■ Work instructions
Every line below should be copied out exactly.
-- Data shown follows --
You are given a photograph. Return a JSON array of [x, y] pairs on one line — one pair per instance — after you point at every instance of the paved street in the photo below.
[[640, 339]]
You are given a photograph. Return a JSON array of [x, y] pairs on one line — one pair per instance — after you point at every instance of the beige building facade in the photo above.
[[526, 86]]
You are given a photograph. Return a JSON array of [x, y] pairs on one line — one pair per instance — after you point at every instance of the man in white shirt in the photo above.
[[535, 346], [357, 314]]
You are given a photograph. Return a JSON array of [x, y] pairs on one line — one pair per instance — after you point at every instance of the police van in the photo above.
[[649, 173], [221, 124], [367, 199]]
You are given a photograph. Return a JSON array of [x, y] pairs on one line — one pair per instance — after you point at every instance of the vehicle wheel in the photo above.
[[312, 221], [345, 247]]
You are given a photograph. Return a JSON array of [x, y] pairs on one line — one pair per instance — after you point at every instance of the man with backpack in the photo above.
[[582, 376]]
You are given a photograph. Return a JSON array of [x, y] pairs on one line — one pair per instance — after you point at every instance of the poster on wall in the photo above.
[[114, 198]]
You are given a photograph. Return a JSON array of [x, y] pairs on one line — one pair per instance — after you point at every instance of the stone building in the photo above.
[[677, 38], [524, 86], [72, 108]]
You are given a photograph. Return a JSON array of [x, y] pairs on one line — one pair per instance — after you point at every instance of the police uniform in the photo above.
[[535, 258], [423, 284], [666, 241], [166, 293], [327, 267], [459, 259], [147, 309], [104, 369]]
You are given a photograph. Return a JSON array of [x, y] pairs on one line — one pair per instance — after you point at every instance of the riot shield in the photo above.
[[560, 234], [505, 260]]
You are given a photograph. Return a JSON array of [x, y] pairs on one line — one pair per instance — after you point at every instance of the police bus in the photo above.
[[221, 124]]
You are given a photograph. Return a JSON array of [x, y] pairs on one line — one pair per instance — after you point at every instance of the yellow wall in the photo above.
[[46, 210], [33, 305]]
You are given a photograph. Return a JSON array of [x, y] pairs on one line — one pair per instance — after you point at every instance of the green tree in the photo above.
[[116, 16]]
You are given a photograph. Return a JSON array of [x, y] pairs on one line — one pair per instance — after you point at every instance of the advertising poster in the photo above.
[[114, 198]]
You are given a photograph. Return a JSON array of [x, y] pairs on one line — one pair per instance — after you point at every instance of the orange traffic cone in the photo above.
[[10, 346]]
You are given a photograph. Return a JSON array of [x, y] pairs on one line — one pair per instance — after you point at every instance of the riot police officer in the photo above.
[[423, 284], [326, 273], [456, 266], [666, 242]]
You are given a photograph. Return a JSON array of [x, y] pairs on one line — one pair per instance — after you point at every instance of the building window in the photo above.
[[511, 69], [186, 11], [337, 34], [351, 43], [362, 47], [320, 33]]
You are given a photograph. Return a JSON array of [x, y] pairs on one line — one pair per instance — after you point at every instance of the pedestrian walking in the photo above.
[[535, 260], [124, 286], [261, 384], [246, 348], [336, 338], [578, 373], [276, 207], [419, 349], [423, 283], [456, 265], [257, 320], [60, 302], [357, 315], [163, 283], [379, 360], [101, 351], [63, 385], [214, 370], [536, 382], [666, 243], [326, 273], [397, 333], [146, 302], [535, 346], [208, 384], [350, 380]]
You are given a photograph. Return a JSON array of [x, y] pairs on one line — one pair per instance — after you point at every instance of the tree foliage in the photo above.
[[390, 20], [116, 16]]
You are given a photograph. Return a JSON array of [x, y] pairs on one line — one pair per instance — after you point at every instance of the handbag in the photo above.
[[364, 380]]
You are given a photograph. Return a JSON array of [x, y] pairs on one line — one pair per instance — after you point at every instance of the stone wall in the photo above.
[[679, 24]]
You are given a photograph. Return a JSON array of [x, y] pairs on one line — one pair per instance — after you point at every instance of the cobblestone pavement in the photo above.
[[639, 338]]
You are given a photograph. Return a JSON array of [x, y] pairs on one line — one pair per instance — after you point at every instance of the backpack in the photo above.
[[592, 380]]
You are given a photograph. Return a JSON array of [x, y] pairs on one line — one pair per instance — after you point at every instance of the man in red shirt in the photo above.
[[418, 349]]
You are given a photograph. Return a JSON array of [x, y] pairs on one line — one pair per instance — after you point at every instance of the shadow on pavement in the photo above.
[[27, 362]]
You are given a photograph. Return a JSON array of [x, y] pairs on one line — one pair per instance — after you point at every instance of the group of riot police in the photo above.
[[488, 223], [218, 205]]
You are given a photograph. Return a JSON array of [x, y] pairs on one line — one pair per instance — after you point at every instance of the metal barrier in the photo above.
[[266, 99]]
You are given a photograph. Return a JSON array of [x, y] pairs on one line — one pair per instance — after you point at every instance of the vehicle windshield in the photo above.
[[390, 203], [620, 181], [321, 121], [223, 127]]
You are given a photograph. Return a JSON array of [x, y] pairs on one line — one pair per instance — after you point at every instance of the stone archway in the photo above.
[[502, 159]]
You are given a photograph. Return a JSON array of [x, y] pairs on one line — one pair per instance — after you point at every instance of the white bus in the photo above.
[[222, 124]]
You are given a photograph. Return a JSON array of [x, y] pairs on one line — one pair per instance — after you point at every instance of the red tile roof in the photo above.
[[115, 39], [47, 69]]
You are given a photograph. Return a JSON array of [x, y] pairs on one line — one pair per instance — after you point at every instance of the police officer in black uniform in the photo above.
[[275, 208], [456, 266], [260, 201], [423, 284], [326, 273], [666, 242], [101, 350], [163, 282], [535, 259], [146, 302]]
-- Data shown concluded --
■ Response area
You are given a photograph. Return a JSON array of [x, y] pairs on one line — one pair per instance — after you point at every instance of the paved street in the photo below.
[[640, 339]]
You are given a photograph. Return a JSON array of [x, y] pairs on one line — one pair per instance — after you point at every instance of the beige building facade in the photo above.
[[526, 86]]
You are given a photograph. Return a JSON array of [x, y] pairs on one line — one pair per instance — after you point at every instance of the man in white shirt in the photo above.
[[535, 346], [357, 314]]
You are given a photograph. Return a JSON array of [x, y] pairs on one line — one pair per instance — after you point at every instance of the police van in the photo above.
[[649, 173], [221, 124], [367, 199]]
You are given a photograph. Return a JSON array of [x, y] pairs on one line — one pair per instance — after you point at every instance of the vehicle wheel in the photo above.
[[312, 221], [345, 247]]
You are given a photograph. Return a JSON array of [x, y] pairs on one line — one pair per instance — after you point at every instance of the man with backpack in the photo above.
[[582, 376]]
You are given a photograph. Return a JSON array of [x, y] pairs on one line — one pair per instance — after you point at every instance of the poster on wall in the photo above.
[[114, 198]]
You are given a photograph. Return a JSON array of [x, y] pairs on one line — one pair per instance — after you point at every instance of the stone building in the photo above.
[[677, 38], [524, 86], [72, 108]]
You are given a photograph. Return a JSON array of [x, y] pairs on one line — one pair per instance — after you point at every instance of the police uniform in the photo above.
[[535, 258], [423, 284], [666, 241], [166, 293], [327, 267], [459, 259], [147, 309], [104, 369]]
You are given a photograph. Return a JSON array of [x, y] pairs on one line — one pair per instance — after you point at every instance of the riot shield in the photo above.
[[560, 234], [505, 260]]
You are given a photograph. Return a JSON array of [x, y] pairs on one line — one pair per instance — after you point at every instance of the police bus in the photo above.
[[221, 124]]
You are given a photograph. Return a JSON array of [x, y] pairs on one line — one pair per instance — after you point at every instance of the yellow wall in the photo above.
[[46, 210], [33, 305]]
You are given a photograph. Return a JSON array of [x, y] pairs on one line — one pair per instance — after you point at every instance of the green tree in the photo above.
[[116, 16]]
You are given a photograph. Return a JSON array of [x, y] pairs on one line — one pair per instance — after you point at every instance of the advertising poster in the photo above.
[[114, 198]]
You are given a photograph. Return a JSON array of [x, y] pairs on one line — one pair per instance — after you point at every instance of the orange traffic cone in the photo above.
[[10, 346]]
You are given a photograph. Return a JSON array of [x, y] pairs on one line — one pair per instance — after you point at every instance of the riot police officer in the photo above.
[[423, 284], [326, 273], [456, 266], [666, 242]]
You are given a photograph. Return a JSON array of [x, y] pairs on one line — one pair per instance — after you point at every instance of the building window in the photo above.
[[511, 69], [186, 11], [337, 34], [351, 43], [362, 47], [320, 33]]
You are given a photograph. Return a JSON array of [x, y] pairs on one line — one pair per instance — after you point at every instance of the pedestrian walking in the photo above.
[[535, 260], [124, 286], [261, 384], [246, 348], [336, 338], [578, 373], [276, 207], [419, 349], [423, 283], [456, 265], [257, 320], [60, 302], [357, 315], [163, 283], [379, 360], [101, 351], [63, 385], [214, 370], [536, 382], [666, 243], [326, 273], [397, 333], [146, 302], [535, 346], [208, 384], [350, 380]]
You are given a photograph. Return a JSON array of [x, y] pairs on one line — one pair per instance — after you point at every instance of the tree foliage in the photo above.
[[390, 20], [116, 16]]
You are given a photograph. Return a JSON array of [x, y] pairs on one line — one pair per instance — after you point at every instance of the handbag in the photo above.
[[364, 380]]
You are given a photograph. Return a JSON array of [x, y] pairs on one line — one pair per instance — after you point at every instance of the stone wall in the photo above.
[[679, 24]]
You are given a photograph. Return a JSON array of [x, y] pairs on one line — one pair per instance — after you point at every instance of the cobblestone pavement in the photo above.
[[639, 338]]
You are given a photograph. Return a JSON array of [x, y] pairs on one line — one pair per instance — after you point at every instance of the backpack in the photo above.
[[592, 380]]
You are given a photograph. Return a JSON array of [x, y] pairs on one line — one pair per instance — after you point at every instance of the man in red shirt in the photo above.
[[418, 349]]
You are given a photograph. Return a JSON array of [x, y] pairs on one line — one pair per instance — after you point at every instance of the shadow on pavement in the photo above.
[[27, 362]]
You are given a photograph. Return a JSON array of [x, y] pairs on one line — one pair per instance — after you point at every instance of the group of riot police in the photo above.
[[488, 223], [218, 205]]
You are given a photograph. Return a JSON array of [x, y] pairs on one line — one pair per instance — after you point at every instance of the metal barrier in the photo above.
[[266, 99]]
You are given a photograph. Return a JSON array of [x, y] pairs on one line — one pair per instance — after you point at every instance of the vehicle windshield in the photo above.
[[390, 203], [620, 181], [321, 121], [223, 127]]
You are given a photograph. Return a JSON array of [x, y] pairs on one line — one pair per instance — after you point at every instance of the stone archway in the photo above.
[[502, 159]]
You are given a photograph. Return a JSON array of [x, y] pairs on one line — one pair per instance — after you point at every instance of the white bus in the photo above.
[[222, 124]]
You are given a photograph. Return a JSON array of [x, y] pairs on one line — one pair per instance — after you point at every instance of the red tile roof in the photo above.
[[115, 39], [47, 69]]
You are given a photograph. Return a JSON array of [x, y] pairs on one line — one pair per instance — after you point at every instance of the police officer in black uniform in the photo above.
[[275, 208], [456, 266], [260, 201], [423, 284], [326, 273], [666, 242], [101, 350], [163, 282], [535, 259], [146, 302]]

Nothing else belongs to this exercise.